> **Task details**
In the cycling diary entry below, rewrite the passage that begins with "The road climbed" and ends with "his camera out!", changing "coke" to "soda".

> **Text extract**
(68) To the waterfall and beyond
Monday 29th July
We both woke from strange dreams in the campsite (which we can no longer blame on the anti-malerials we were taking!) and still feeling tired the sun was just rising. With all our things not in their right place it was going to take a bit longer to pack. We finally got the bikes loaded and sat and had breakfast. We had said goodbye to Yang and Du a couple of days earlier as they were staying with friends in the city – they were heading to Zimbabwe. We spoke to a few friendly guests who were staying at the hostel before squeezing in the last of the mountain of food we had brought into our food bag. In fact we probably could have fed a small village. We still had to go to the supermarket as we had forgotten coffee so after a short trip we were off along the busy highway heading south for Livingstone.
Shaz on the busy highway
Our first town on the way was Kafu which had a large river running through it. A young guy rode alongside us and we asked how far it was to the town. He replied 100 km (64 miles). Tim replied don’t you mean 10 km? He said yes. The same happened with a gorge also on the way. The guy told us it was 900 km and Tim said don’t you mean 90 km? Once again, the answer was ‘yes’! Think we’ll stick to the map! Just before the town we rode through some ‘burning off’ of scrub-land and had to take a deep breath!
Sharon was feeling tired so after reaching the river we pulled over and cooked lunch on the grass next to the water. While we ate the tasty noodles sent from home, we watched a couple of fishermen in a dugout canoe paddle around in a large circle ramming a weight on a stick into the water making a big splash. We found out from some locals that they were driving the fish into a net. It was a method that we had never seen before and was quite amusing to watch. After eating delicious banana bread and custard we rejoined the road, crossed the bridge and rode to the junction where we turned off to continue south-west towards Livingstone and Victoria Falls – we were getting excited!
Seeing the sign for the falls – getting excited!
The road climbed 200 metres up to 1,100 metres and then dropped down the other side past a large village. We stopped for a coke and a few people were enjoying the local liquor a bit too much. They were asking for money for beer to which we replied – ‘we are ok for beer thank you but it’s very kind of you to offer’. Although they didn’t get a beer they seemed pleased that we thought they were offering one to us and they wondered off to bother someone else.
We descended a little more before the road began to climb again heading north-west following a short stretch of dirt road. We crossed a railway line where Sharon got stuck – instead of helping, Tim of-course got his camera out!
Following the dirt road
The hill was ok to start with so we filled our water bag and bottles only to find a few more short steep climbs rising above 1,300 metres. With the sun quickly dropping we tried to look for a good camp spot. There were plenty of them the only problem was that they were behind mile after mile of cattle fencing.

> **Stored rows**
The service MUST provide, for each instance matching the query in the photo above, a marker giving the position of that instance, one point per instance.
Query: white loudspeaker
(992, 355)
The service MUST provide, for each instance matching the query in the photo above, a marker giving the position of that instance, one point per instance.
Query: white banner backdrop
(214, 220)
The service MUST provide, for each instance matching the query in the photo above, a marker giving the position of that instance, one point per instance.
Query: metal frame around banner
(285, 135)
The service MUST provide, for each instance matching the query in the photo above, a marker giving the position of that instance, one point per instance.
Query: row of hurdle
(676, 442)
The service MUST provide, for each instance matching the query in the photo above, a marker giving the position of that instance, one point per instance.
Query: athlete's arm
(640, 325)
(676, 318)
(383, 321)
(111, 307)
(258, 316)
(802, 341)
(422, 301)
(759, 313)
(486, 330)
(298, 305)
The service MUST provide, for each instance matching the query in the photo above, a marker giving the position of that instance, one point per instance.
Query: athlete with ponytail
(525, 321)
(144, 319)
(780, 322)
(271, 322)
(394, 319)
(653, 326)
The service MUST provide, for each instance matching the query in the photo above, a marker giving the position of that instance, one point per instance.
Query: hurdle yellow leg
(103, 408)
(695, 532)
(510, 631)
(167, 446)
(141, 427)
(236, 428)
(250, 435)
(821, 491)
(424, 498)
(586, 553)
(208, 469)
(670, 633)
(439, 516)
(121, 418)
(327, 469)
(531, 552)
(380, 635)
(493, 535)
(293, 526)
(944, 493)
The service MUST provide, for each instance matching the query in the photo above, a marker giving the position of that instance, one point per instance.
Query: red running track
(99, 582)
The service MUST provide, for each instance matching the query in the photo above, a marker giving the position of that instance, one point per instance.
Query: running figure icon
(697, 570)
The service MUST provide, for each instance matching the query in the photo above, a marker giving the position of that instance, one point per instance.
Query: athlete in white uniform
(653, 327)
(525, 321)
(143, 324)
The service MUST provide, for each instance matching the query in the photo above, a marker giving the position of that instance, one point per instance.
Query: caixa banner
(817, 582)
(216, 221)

--

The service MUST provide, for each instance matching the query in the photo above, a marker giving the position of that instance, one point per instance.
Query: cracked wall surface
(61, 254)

> **Exercise result**
The road climbed 200 metres up to 1,100 metres and then dropped down the other side past a large village. We stopped for a soda and a few people were enjoying the local liquor a bit too much. They were asking for money for beer to which we replied – ‘we are ok for beer thank you but it’s very kind of you to offer’. Although they didn’t get a beer they seemed pleased that we thought they were offering one to us and they wondered off to bother someone else.
We descended a little more before the road began to climb again heading north-west following a short stretch of dirt road. We crossed a railway line where Sharon got stuck – instead of helping, Tim of-course got his camera out!